● What you will do
Look for "Points | one per instance of the red jersey, each" in the records below, then copy that line and every line after it, exactly and with nothing added.

Referring expression pointing data:

★ ★ ★ ★ ★ ★ ★

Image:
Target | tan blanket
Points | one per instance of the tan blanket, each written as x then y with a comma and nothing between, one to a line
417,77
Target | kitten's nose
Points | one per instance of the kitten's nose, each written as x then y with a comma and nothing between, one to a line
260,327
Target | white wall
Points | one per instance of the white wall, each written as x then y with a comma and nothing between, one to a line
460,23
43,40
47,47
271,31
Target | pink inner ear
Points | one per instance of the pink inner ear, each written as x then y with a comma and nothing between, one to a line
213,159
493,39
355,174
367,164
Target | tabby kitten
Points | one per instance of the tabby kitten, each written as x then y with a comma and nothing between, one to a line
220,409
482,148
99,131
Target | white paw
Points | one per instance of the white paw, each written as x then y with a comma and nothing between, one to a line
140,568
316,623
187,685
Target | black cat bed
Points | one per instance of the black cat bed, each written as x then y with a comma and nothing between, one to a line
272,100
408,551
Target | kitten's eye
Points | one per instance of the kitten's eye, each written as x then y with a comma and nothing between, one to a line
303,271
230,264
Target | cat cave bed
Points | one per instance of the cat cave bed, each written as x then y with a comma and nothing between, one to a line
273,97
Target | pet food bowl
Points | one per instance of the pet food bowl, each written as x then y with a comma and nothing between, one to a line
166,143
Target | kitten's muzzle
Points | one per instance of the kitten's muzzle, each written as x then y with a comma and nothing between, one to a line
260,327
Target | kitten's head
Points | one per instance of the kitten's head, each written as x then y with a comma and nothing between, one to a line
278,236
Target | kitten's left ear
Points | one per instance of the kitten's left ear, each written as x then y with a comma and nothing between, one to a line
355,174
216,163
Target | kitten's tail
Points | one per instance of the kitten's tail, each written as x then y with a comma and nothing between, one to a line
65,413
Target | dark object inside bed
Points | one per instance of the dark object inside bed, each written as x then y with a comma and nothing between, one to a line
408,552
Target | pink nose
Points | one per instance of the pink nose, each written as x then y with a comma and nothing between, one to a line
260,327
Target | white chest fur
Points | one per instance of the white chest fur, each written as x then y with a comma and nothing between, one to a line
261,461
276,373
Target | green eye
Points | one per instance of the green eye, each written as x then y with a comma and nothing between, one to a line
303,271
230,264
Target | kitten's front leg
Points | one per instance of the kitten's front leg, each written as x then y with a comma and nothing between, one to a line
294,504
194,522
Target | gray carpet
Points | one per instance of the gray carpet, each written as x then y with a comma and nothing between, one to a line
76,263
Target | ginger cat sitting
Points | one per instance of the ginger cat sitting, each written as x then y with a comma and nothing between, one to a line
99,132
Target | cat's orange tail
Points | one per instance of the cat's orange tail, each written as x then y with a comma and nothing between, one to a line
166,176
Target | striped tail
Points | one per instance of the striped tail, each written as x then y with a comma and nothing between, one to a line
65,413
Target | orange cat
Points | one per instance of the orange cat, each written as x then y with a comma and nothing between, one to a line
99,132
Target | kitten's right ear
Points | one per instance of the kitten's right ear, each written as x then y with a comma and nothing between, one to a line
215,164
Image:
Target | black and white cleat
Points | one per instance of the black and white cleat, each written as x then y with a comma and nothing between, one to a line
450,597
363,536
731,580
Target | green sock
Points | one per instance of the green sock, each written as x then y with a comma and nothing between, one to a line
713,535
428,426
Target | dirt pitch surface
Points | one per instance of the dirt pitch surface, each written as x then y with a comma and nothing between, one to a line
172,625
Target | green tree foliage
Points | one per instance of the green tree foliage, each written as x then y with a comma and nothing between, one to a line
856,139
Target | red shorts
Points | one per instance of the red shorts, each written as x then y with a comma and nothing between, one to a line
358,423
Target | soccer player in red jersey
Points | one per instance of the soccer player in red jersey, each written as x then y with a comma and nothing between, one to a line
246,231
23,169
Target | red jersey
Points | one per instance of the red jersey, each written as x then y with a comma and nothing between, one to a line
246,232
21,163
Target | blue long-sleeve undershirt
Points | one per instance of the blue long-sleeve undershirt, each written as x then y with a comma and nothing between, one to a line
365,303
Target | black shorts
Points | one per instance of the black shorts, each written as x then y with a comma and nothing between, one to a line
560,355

★ ★ ★ ★ ★ ★ ★

● Solution to this exercise
Points | one per instance of the red jersey, each written as x then y with a comma and nothing between, one to a line
246,232
21,163
Target | blue long-sleeve undershirt
Points | one per instance of the blue long-sleeve undershirt, each written as x then y with a comma and nothing between, one to a line
365,303
Target | black shorts
Points | one per instance of the black shorts, each written as x then y with a comma and nothing between, one to a line
560,355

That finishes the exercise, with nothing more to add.